Plein Droit n° 41-42,
avril 1999
« Inégaux en
dignité et en droits »
La commission nationale informatique et libertés
(CNIL) vient de rendre une décision établissant que la
nationalité des demandeurs de crédit ne peut être
prise en compte pour apprécier leur capacité de remboursement.
Cette prise de position fait suite à une enquête de la
revue « Que choisir » révélant des
pratiques discriminatoires de l'établissement Sofinco pour l'attribution
des cartes de crédit Open. Cet organisme excluait a priori
les « clients de nationalité statistiquement risquée ».
La CNIL, ayant effectué huit missions de contrôle et de
vérification auprès de divers établissements de
crédit, a constaté que la plupart d'entre eux appliquent
un critère de catégorie de nationalité sous la
forme suivante : « Français, CEE, autre »,
critère totalement exclu par plusieurs textes européens
et par le code pénal français. Par contre, la CNIL admet
que la durée de validité du titre de séjour du
ressortissant étranger vivant en France est une variable pertinente
pour l'octroi de crédits.
(Information lue dans CFDT magazine, mars 1999).
Créer son entreprise pour échapper
aux discriminations
Alors que l'effectif des commerçants, artisans et chefs d'entreprise
stagne, celui des étrangers exerçant ces professions a
augmenté de 50 % entre 1982 et 1990. En 1994,
la propension à créer une entreprise était ainsi
deux à trois fois plus élevée pour les étrangers
que pour les Français : elle s'élève à
18 pour 10 000 adultes français, à 49 pour 10 000
parmi les ressortissants des pays européens et à 47 pour 10 000
parmi les étrangers non ressortissants de l'Union européenne.

=== OBJECTIF 1 ===
Dans le texte extrait, quelle variable la CNIL juge-t-elle pertinente pour accorder un crédit à un étranger vivant en France ?
=== OBJECTIF 2 ===
Les affirmations suivantes sont-elles conformes au texte extrait ? Répondez par oui ou non et citez les mots décisifs du texte.
(a) La CNIL a mené huit missions auprès d'établissements de crédit.
(b) Le nombre d'étrangers commerçants, artisans et chefs d'entreprise a doublé entre 1982 et 1990.
(c) En 1994, la propension à créer une entreprise atteignait 49 pour 10 000 chez les étrangers non ressortissants de l'Union européenne.
=== OBJECTIF 3 ===
Rédigez la suite du texte extrait sur les discriminations envers les étrangers, à partir de sa dernière phrase.

=== ENTRÉES EXTRAITES ===
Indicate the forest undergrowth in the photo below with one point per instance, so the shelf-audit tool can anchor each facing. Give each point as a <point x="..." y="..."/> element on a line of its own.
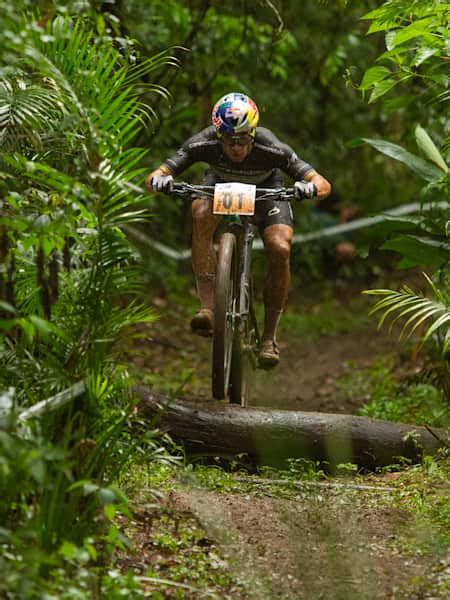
<point x="216" y="530"/>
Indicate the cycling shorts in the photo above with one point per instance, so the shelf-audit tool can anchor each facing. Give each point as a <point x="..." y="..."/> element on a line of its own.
<point x="267" y="212"/>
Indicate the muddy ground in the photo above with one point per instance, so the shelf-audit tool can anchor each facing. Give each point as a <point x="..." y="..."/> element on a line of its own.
<point x="321" y="544"/>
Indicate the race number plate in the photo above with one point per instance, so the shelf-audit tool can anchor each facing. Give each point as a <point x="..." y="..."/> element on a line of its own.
<point x="234" y="199"/>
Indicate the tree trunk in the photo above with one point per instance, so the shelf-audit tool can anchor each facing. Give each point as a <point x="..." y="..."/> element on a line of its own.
<point x="270" y="437"/>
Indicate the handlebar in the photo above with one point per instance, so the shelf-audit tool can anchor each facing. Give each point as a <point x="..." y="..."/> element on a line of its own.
<point x="190" y="191"/>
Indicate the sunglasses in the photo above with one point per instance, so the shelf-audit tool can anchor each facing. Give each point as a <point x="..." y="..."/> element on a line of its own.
<point x="237" y="140"/>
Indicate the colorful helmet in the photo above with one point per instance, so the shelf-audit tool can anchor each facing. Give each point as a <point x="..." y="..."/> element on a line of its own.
<point x="235" y="113"/>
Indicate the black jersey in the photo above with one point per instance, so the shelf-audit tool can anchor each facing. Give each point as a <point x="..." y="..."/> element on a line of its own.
<point x="268" y="155"/>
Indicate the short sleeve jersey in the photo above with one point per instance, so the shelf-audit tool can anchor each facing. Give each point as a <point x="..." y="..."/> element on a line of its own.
<point x="267" y="155"/>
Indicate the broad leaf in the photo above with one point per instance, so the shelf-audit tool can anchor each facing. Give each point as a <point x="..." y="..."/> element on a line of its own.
<point x="419" y="250"/>
<point x="373" y="76"/>
<point x="421" y="167"/>
<point x="382" y="88"/>
<point x="426" y="144"/>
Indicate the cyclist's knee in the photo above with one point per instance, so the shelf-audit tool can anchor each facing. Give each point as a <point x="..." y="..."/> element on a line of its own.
<point x="278" y="247"/>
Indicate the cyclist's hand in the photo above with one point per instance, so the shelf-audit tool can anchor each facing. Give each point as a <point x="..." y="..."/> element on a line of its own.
<point x="304" y="189"/>
<point x="160" y="181"/>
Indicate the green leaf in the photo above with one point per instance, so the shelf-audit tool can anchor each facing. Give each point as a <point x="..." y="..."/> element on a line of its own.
<point x="416" y="29"/>
<point x="426" y="144"/>
<point x="374" y="75"/>
<point x="424" y="54"/>
<point x="382" y="88"/>
<point x="420" y="250"/>
<point x="421" y="167"/>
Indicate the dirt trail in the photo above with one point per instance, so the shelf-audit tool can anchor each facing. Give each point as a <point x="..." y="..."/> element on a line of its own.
<point x="312" y="546"/>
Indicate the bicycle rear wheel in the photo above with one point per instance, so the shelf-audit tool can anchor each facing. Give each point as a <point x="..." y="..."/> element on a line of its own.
<point x="224" y="309"/>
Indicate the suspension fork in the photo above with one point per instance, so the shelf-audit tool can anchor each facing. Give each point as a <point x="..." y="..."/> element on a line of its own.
<point x="245" y="276"/>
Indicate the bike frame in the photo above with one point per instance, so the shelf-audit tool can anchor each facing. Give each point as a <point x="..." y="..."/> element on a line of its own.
<point x="236" y="337"/>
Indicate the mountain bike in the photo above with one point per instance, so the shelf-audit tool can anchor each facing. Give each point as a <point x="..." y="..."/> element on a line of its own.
<point x="236" y="338"/>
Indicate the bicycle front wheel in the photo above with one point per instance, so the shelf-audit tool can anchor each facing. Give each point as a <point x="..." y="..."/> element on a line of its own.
<point x="224" y="311"/>
<point x="243" y="358"/>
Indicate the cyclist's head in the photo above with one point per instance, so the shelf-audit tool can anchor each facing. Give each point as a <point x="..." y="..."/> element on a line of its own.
<point x="235" y="113"/>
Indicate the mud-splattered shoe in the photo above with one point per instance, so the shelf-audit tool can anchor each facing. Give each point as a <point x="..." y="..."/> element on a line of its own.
<point x="203" y="322"/>
<point x="269" y="355"/>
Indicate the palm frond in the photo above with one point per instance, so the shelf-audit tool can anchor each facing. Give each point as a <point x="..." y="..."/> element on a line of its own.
<point x="29" y="111"/>
<point x="415" y="308"/>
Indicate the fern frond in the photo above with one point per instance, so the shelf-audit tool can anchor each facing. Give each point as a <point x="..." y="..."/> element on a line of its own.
<point x="415" y="308"/>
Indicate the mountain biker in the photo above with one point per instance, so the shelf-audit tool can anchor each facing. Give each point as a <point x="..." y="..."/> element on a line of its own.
<point x="235" y="149"/>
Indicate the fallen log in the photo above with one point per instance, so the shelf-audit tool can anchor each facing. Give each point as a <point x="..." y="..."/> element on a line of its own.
<point x="270" y="437"/>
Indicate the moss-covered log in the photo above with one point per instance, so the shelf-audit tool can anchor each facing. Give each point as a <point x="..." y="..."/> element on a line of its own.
<point x="270" y="437"/>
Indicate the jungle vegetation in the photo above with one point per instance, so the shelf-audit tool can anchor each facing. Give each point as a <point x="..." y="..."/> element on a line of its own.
<point x="95" y="94"/>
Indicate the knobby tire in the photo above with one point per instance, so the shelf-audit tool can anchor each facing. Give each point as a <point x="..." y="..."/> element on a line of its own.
<point x="224" y="305"/>
<point x="243" y="361"/>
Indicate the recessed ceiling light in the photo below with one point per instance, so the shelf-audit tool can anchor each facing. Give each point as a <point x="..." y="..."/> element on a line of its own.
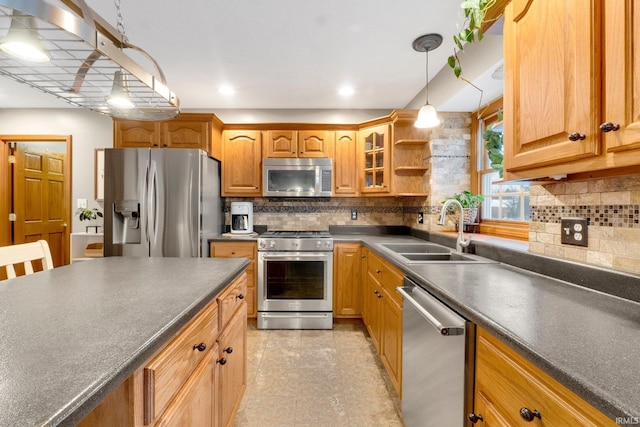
<point x="227" y="90"/>
<point x="346" y="91"/>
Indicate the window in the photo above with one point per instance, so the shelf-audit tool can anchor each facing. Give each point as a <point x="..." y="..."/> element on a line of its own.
<point x="505" y="211"/>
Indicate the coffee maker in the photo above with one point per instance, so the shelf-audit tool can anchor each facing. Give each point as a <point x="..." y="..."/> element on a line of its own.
<point x="241" y="217"/>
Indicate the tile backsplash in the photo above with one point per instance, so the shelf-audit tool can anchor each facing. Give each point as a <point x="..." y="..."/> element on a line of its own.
<point x="612" y="208"/>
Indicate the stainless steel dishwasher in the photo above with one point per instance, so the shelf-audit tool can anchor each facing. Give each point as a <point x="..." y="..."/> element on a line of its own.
<point x="434" y="371"/>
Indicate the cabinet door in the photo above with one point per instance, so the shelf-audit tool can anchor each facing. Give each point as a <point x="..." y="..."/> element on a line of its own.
<point x="194" y="406"/>
<point x="281" y="143"/>
<point x="622" y="77"/>
<point x="135" y="134"/>
<point x="347" y="289"/>
<point x="552" y="82"/>
<point x="186" y="134"/>
<point x="315" y="143"/>
<point x="345" y="164"/>
<point x="374" y="146"/>
<point x="242" y="163"/>
<point x="391" y="353"/>
<point x="233" y="373"/>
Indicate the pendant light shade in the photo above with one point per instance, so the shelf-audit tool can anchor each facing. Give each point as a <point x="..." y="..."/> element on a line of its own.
<point x="120" y="96"/>
<point x="427" y="116"/>
<point x="22" y="40"/>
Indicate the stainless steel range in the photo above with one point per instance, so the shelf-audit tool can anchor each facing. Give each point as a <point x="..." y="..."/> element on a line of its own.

=== RÉSULTAT 1 ===
La durée de validité de son titre de séjour.

=== RÉSULTAT 2 ===
(a) Oui : « ayant effectué huit missions de contrôle et de vérification ».
(b) Non : « a augmenté de 50 % entre 1982 et 1990 ».
(c) Non : « et à 47 pour 10 000 parmi les étrangers non ressortissants de l'Union européenne ».

=== RÉSULTAT 3 ===
Ce résultat est relativement inattendu dans la mesure où
la propension à créer une entreprise est très fortement
corrélée au niveau de diplôme et que les étrangers
sont plutôt moins diplômés en moyenne.
Les causes de ce paradoxe sont sans doute multiples. Outre la plus
grande jeunesse de la population étrangère, on peut invoquer
l'effet de « sélection » propre à
toute immigration : l'émigration étant une démarche
coûteuse et difficile, ceux qui partent appartiennent souvent
à la fraction la plus entreprenante de la population. Des facteurs
liés à la demande de travail peuvent également
intervenir : dans le secteur du bâtiment et des travaux publics,
l'évolution du marché interne au profit de la rénovation
et de la réhabilitation d'une part, la multiplication des sous-traitances
« en cascade » sur les grands chantiers d'autre
part, ont fortement stimulé la demande d'activité artisanale.
Certains auteurs interprètent même cette propension à
créer son entreprise comme une caractéristique « culturelle »,
à l'image du petit épicier originaire d'Afrique du nord.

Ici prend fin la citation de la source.